Cache memories are used to decrease the average memory access time in many microprocessor systems. Cache memories typically are smaller and faster (i.e., lower access time) than main memory, and are used to store frequently used information (hereinafter called a "data word"). The CPU first searches the cache for the address of the requested data word and, if present, retrieves the data word stored at that address. However, when the CPU requests a data word that is not in the cache, the CPU accesses main memory and stores the data word in the cache. Oftentimes, storing information in the cache requires that an equal amount of information already stored in the cache be deleted.
Two of the main types of cache memories are set associative caches and direct mapped caches. In both types of caches, the address requested by the CPU is divided into a tag and index, with the tag typically comprising the higher order bits and the index comprising the lower order bits.
In a direct mapped cache, the cache is accessed by index (i.e., the index serves as an "address" where the data word and its tag is stored in the cache memory). Thus, the CPU sends the address of the requested data word to the cache. The index is used to access the cache and the data word and tag stored at the index is read. The stored tag is compared to the tag of the requested data word and, if they match, the data word is sent to and used by the CPU. Thus, in a direct mapped cache, an address in main memory can be mapped to only one particular cache location.
In contrast to direct mapped caches, set associative caches have at least two "sets" of possible stored information (i.e., data word and tag) for each index. The sets are distinguished from each other by tag. When the CPU requests an address be accessed, the requested address's index is used to access all of the sets associated with that index, and the requested address's tag is compared to each set's tag until a match is found (as in an associative memory, hence the name "set associative"). If a match occurs, the data word associated with the matched tag is sent to and used by the CPU. Thus, in a set associative cache, an address in main memory can be mapped into as many locations in the cache as there are sets.
In some applications, the tags of critical data words are stored in the cache and "locked" to prevent them from being deleted so that the data word can always be accessed as quickly as possible. Thus, other data words having the same index (but different tags) as locked data words cannot force deletion of "locked" data from the cache during normal cache miss refill processing.

_Record extracts_.
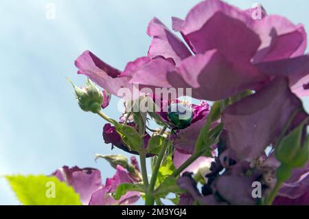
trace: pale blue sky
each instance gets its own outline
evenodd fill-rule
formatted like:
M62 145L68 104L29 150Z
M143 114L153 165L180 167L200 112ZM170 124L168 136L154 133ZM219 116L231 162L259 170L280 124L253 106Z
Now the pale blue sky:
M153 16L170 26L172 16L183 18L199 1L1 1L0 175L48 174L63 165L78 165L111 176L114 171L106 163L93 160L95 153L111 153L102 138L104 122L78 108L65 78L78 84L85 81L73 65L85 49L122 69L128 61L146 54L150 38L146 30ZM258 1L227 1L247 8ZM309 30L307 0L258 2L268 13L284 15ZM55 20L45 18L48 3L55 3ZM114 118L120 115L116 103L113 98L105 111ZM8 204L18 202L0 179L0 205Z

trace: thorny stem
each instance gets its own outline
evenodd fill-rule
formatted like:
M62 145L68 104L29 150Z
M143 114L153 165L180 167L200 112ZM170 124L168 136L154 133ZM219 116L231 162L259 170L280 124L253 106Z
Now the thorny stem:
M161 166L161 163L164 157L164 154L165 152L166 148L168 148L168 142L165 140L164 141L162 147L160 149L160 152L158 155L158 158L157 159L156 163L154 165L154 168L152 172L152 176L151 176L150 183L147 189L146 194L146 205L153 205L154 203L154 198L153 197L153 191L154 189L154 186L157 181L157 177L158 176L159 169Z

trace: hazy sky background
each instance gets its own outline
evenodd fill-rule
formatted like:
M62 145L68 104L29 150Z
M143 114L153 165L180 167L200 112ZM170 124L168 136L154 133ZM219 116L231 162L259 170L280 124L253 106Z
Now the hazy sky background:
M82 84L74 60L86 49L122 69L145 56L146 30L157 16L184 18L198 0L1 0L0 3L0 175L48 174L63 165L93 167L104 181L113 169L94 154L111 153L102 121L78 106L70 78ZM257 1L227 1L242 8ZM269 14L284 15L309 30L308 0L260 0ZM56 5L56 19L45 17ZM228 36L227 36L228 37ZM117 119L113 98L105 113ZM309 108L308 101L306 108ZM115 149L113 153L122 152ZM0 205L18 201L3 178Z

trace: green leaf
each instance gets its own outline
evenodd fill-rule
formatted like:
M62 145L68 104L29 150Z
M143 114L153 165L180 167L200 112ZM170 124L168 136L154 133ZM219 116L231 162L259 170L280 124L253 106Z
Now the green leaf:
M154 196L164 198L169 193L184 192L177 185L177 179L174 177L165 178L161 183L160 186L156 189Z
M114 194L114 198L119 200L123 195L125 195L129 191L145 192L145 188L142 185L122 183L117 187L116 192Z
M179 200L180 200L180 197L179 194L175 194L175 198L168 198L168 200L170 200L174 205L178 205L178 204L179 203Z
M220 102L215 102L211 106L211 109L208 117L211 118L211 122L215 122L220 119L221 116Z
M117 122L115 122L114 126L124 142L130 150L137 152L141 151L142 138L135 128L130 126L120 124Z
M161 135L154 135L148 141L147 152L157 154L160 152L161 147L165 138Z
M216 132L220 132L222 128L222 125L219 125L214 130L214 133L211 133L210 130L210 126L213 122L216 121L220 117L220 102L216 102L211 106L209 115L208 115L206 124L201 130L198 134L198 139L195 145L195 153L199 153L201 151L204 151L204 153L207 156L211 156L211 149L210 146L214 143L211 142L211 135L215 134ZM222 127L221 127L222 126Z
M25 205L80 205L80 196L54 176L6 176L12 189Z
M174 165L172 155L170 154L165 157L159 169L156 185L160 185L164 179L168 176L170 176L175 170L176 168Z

_Complete the following_.
1. Translate this sentence from the passage on cache memories into Spanish: "The sets are distinguished from each other by tag."
2. Rewrite the part of the passage on cache memories that begins with the words "In some applications, the" and stops after "miss refill processing.", using "essential" in place of "critical".
The lines have no connection to the passage on cache memories.

_Results by task_.
1. Los conjuntos se distinguen entre sí por la etiqueta.

2.
In some applications, the tags of essential data words are stored in the cache and "locked" to prevent them from being deleted so that the data word can always be accessed as quickly as possible. Thus, other data words having the same index (but different tags) as locked data words cannot force deletion of "locked" data from the cache during normal cache miss refill processing.